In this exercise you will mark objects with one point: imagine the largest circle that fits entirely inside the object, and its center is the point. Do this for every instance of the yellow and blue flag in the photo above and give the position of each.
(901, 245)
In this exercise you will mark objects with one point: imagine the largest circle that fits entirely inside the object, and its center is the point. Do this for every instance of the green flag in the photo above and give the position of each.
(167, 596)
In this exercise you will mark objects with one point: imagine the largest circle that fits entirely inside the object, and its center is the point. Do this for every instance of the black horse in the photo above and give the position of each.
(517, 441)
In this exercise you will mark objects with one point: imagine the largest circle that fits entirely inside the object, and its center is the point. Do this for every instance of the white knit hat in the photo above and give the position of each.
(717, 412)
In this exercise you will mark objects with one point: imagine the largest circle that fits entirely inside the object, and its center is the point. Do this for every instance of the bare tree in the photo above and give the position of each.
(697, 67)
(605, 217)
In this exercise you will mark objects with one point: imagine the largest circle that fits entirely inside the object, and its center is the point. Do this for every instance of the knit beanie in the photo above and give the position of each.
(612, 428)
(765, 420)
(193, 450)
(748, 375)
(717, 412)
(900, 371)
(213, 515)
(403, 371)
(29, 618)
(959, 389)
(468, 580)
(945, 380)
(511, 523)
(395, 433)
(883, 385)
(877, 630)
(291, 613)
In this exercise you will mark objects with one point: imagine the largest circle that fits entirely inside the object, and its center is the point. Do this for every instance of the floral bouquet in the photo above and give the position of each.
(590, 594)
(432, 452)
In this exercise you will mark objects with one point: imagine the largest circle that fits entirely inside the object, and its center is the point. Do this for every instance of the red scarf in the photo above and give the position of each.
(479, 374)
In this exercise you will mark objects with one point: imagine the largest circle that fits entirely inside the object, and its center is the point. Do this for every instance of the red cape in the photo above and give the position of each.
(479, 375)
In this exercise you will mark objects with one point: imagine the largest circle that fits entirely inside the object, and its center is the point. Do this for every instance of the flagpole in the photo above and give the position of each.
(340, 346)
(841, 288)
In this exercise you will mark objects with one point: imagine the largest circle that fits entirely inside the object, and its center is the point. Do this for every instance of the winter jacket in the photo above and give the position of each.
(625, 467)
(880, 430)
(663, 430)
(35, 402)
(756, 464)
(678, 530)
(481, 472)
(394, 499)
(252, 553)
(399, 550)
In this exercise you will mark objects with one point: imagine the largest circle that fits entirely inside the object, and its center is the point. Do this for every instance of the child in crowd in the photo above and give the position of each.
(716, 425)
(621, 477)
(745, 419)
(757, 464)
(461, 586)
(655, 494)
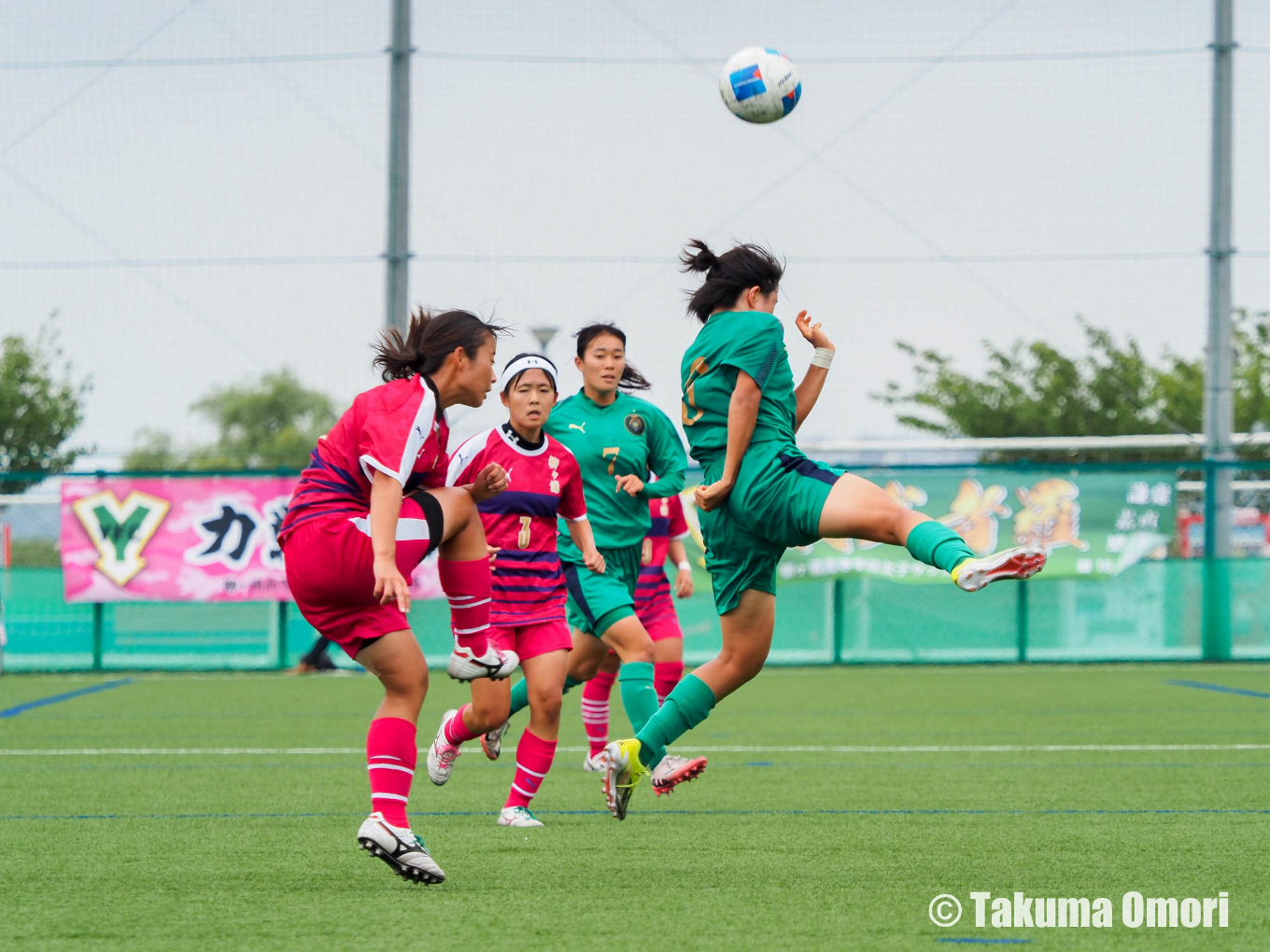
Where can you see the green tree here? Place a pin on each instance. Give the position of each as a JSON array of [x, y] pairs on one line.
....
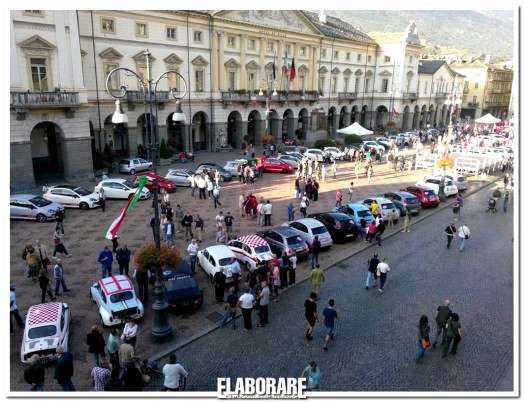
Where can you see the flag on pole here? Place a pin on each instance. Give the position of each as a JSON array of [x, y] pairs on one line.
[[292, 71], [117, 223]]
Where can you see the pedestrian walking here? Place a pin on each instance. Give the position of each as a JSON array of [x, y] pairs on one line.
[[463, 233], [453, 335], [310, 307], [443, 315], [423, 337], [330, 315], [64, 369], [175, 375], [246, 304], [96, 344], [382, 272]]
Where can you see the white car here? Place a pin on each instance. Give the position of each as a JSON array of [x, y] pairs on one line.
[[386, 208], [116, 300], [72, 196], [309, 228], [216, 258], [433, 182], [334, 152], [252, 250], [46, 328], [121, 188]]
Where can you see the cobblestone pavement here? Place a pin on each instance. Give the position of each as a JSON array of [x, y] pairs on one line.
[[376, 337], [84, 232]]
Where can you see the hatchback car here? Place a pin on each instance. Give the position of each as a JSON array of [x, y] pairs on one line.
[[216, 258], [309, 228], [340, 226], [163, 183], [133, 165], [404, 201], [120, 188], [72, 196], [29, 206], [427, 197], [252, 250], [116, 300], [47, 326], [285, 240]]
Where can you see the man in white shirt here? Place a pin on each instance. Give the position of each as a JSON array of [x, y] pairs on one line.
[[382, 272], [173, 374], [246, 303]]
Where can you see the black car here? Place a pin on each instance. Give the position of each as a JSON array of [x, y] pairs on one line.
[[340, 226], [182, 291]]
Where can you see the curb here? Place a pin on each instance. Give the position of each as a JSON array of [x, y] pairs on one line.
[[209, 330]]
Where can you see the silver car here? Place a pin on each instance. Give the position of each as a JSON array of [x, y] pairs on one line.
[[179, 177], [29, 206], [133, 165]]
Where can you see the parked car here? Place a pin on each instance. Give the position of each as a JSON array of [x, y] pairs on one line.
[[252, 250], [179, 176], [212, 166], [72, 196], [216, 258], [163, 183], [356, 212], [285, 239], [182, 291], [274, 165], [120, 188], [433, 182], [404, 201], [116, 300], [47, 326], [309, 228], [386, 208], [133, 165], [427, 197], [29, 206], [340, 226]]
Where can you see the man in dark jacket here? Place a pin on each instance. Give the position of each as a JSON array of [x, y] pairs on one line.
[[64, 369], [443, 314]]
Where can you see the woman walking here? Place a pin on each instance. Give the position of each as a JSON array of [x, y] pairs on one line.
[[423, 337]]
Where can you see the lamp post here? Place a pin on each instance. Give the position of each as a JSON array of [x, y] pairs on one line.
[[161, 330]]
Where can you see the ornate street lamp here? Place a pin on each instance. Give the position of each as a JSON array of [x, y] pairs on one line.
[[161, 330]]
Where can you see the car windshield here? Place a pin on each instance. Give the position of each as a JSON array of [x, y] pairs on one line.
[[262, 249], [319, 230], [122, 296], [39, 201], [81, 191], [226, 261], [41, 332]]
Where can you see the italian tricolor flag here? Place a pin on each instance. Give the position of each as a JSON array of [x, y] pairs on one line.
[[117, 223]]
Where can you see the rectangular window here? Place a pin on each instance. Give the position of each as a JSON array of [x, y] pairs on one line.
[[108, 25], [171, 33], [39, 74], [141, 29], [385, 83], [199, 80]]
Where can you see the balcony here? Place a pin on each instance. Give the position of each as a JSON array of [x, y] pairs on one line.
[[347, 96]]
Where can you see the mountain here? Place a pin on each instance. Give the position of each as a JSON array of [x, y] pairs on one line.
....
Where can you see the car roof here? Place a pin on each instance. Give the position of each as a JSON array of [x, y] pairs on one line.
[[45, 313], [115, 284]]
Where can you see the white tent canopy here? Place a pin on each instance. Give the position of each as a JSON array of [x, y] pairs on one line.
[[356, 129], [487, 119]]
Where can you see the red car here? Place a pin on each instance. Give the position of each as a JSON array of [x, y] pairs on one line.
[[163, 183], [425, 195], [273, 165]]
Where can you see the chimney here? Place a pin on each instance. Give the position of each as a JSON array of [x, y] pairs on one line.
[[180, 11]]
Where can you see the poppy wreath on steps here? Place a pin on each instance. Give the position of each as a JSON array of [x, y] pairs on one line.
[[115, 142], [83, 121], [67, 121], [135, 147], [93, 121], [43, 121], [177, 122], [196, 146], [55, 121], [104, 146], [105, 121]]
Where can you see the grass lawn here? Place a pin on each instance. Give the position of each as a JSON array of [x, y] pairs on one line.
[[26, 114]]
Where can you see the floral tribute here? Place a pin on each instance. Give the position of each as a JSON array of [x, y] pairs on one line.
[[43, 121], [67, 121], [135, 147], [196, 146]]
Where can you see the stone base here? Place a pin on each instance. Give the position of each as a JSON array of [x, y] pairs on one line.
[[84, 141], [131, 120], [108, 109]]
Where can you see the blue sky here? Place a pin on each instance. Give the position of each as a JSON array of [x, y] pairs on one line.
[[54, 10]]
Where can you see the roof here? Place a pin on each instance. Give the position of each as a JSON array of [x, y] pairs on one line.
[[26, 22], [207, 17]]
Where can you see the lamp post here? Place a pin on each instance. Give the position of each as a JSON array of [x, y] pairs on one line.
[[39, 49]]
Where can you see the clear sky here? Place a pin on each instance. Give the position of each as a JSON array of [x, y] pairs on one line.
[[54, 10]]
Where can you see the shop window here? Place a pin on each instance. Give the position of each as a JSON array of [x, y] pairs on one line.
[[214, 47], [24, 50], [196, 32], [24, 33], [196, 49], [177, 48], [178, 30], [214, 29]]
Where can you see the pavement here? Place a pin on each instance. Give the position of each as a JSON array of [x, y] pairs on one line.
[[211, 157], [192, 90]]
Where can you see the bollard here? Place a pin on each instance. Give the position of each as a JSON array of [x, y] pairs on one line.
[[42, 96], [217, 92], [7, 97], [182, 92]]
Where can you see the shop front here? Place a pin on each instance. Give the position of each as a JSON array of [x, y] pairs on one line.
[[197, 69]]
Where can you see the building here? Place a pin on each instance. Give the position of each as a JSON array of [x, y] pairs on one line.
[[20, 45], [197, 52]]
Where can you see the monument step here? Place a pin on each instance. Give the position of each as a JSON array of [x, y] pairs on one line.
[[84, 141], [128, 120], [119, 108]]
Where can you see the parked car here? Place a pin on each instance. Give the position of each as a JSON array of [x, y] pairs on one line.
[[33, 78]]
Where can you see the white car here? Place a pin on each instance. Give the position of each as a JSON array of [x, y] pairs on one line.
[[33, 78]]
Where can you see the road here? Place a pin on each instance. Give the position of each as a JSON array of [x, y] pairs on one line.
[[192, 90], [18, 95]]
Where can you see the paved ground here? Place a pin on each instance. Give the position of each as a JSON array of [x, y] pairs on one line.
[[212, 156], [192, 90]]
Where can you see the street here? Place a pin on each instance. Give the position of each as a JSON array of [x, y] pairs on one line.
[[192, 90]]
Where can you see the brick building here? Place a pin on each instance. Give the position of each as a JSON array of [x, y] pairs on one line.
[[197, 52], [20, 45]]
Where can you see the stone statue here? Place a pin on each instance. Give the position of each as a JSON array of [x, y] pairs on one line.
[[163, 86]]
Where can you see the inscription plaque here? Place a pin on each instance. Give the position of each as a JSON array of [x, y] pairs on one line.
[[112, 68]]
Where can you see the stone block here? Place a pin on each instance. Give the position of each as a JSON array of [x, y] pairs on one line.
....
> **The problem**
Rewrite the rows beginning with the line that contains "Where can you see the rectangular" and continuing through the line that contains "Where can you see the mountain" as a numbered list, omitting any blank lines.

> **Result**
1. Where can you see the rectangular window here? Place a pin on each instance. Give the position of each as a JSON array of [x, y] pairs on one line.
2. [[108, 25], [171, 33], [39, 74], [141, 29], [385, 83], [199, 80]]
3. Where can you see the balcony here? Place a pin on each instance. Give the position of each as a JSON array of [x, y] pairs on one line.
4. [[347, 96]]
5. Where can you see the mountain here? Place a pin on each instance. Give the position of each as a JSON array of [x, y] pairs on one line.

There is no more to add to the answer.